**DO THIS**
Pull every line of the data below and reproduce it verbatim, character for character.

----

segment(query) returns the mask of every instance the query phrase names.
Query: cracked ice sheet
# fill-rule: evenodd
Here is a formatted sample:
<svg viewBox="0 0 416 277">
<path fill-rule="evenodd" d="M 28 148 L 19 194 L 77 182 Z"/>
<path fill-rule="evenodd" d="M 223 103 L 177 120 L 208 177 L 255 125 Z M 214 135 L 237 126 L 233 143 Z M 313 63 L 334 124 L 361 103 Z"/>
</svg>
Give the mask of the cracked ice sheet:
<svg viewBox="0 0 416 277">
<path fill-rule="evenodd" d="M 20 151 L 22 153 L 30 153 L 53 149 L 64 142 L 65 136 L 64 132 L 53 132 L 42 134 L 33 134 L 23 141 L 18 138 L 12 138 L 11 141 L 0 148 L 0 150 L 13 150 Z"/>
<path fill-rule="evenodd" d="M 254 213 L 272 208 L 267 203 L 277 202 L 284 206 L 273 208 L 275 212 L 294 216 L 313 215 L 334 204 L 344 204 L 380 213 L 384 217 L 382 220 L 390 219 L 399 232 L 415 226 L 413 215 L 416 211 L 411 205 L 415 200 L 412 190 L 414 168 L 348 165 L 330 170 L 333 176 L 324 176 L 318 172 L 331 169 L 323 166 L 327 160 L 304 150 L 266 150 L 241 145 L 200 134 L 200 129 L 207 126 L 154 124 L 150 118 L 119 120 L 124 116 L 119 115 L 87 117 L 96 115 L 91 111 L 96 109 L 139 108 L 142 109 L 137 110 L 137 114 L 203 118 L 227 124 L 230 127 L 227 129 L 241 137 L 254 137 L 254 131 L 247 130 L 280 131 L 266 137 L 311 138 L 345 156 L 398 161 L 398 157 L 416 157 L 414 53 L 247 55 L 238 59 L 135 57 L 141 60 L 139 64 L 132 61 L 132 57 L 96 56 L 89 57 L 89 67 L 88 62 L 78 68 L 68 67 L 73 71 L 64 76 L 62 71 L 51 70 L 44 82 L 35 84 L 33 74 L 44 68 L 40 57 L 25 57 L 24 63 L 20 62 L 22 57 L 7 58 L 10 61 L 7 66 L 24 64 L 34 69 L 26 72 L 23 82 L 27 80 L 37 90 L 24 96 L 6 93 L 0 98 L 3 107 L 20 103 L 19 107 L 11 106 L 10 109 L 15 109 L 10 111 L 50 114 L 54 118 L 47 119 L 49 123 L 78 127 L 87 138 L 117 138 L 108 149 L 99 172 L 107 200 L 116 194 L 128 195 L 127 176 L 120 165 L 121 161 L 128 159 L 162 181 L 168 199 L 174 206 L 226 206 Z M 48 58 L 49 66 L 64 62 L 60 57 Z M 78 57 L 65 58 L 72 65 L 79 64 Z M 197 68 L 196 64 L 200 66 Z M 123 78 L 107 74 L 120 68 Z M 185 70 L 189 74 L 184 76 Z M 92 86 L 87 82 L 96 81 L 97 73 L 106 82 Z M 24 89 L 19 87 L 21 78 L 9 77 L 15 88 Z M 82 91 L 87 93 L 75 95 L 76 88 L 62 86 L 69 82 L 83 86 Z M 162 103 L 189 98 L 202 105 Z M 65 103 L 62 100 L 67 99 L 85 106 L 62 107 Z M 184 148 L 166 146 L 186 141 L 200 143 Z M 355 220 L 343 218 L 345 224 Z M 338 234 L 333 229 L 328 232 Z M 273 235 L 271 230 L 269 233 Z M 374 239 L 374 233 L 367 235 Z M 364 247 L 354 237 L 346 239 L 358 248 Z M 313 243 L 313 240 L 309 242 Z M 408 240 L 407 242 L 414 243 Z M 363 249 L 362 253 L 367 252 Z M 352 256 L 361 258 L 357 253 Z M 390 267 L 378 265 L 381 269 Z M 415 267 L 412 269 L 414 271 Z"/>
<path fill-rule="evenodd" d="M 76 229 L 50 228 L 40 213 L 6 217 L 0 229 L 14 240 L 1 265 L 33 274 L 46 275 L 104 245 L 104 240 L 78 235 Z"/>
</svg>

----

**COMPLETE RESPONSE**
segment(query) returns the mask of every instance the query phrase names.
Query: cracked ice sheet
# fill-rule: evenodd
Here is a formatted sample:
<svg viewBox="0 0 416 277">
<path fill-rule="evenodd" d="M 28 148 L 19 194 L 77 182 Z"/>
<path fill-rule="evenodd" d="M 223 103 L 177 120 L 208 177 L 255 125 Z M 214 135 L 237 126 L 233 143 Z M 313 63 L 334 124 L 361 103 Z"/>
</svg>
Give the mask of the cracked ice sheet:
<svg viewBox="0 0 416 277">
<path fill-rule="evenodd" d="M 20 151 L 22 153 L 30 153 L 53 149 L 64 142 L 65 136 L 64 132 L 53 132 L 42 134 L 33 134 L 23 141 L 18 138 L 12 138 L 11 141 L 0 148 L 0 150 L 13 150 Z"/>
<path fill-rule="evenodd" d="M 254 213 L 272 208 L 267 203 L 277 202 L 284 206 L 273 208 L 275 212 L 294 216 L 313 215 L 334 204 L 344 204 L 380 213 L 384 217 L 382 220 L 390 219 L 399 232 L 415 226 L 413 215 L 416 211 L 411 205 L 415 200 L 412 190 L 414 168 L 348 165 L 330 170 L 333 176 L 324 176 L 318 172 L 331 169 L 323 166 L 327 160 L 304 150 L 266 150 L 241 145 L 200 134 L 200 129 L 207 126 L 154 124 L 150 118 L 119 120 L 124 116 L 119 115 L 87 117 L 96 115 L 91 111 L 96 109 L 139 108 L 142 109 L 137 110 L 137 114 L 203 118 L 227 124 L 230 127 L 227 129 L 241 137 L 254 137 L 254 131 L 247 130 L 280 131 L 266 137 L 311 138 L 345 156 L 398 161 L 398 157 L 416 157 L 414 53 L 247 55 L 238 59 L 135 57 L 141 60 L 139 64 L 132 61 L 132 57 L 96 56 L 89 57 L 89 67 L 88 62 L 78 68 L 68 67 L 73 71 L 64 76 L 62 71 L 51 70 L 44 82 L 35 84 L 33 74 L 44 68 L 40 57 L 25 57 L 24 63 L 20 62 L 22 57 L 7 58 L 10 61 L 7 66 L 24 64 L 34 69 L 26 72 L 23 82 L 27 80 L 37 90 L 24 96 L 6 93 L 0 98 L 3 107 L 20 103 L 19 107 L 11 106 L 10 109 L 15 109 L 10 111 L 50 114 L 54 118 L 47 119 L 49 123 L 78 127 L 87 138 L 117 138 L 108 149 L 99 172 L 107 200 L 116 194 L 128 195 L 127 176 L 120 165 L 121 161 L 128 159 L 162 181 L 168 199 L 174 206 L 226 206 Z M 48 58 L 49 66 L 64 62 L 60 57 Z M 78 57 L 65 58 L 72 65 L 79 64 Z M 197 68 L 196 64 L 200 66 Z M 123 78 L 107 74 L 120 68 Z M 185 70 L 189 74 L 184 76 Z M 92 86 L 87 82 L 96 81 L 97 73 L 106 82 Z M 24 89 L 19 87 L 21 78 L 9 77 L 15 88 Z M 82 91 L 87 93 L 75 95 L 76 88 L 62 86 L 69 82 L 83 86 Z M 162 103 L 189 98 L 202 105 Z M 65 103 L 62 100 L 67 99 L 85 106 L 62 107 Z M 184 148 L 166 146 L 186 141 L 200 143 Z M 355 220 L 343 218 L 345 224 Z M 338 234 L 333 229 L 328 232 Z M 273 235 L 271 230 L 269 233 Z M 374 239 L 374 233 L 367 235 Z M 364 247 L 354 237 L 346 239 L 358 248 Z M 313 243 L 313 240 L 309 242 Z M 408 240 L 407 242 L 414 243 Z M 363 249 L 362 253 L 367 252 Z M 352 256 L 361 258 L 357 253 Z M 390 267 L 378 265 L 381 269 Z M 415 267 L 412 269 L 414 271 Z"/>
<path fill-rule="evenodd" d="M 76 229 L 50 228 L 40 213 L 6 217 L 0 229 L 14 240 L 1 265 L 33 274 L 46 275 L 104 245 L 104 240 L 78 235 Z"/>
</svg>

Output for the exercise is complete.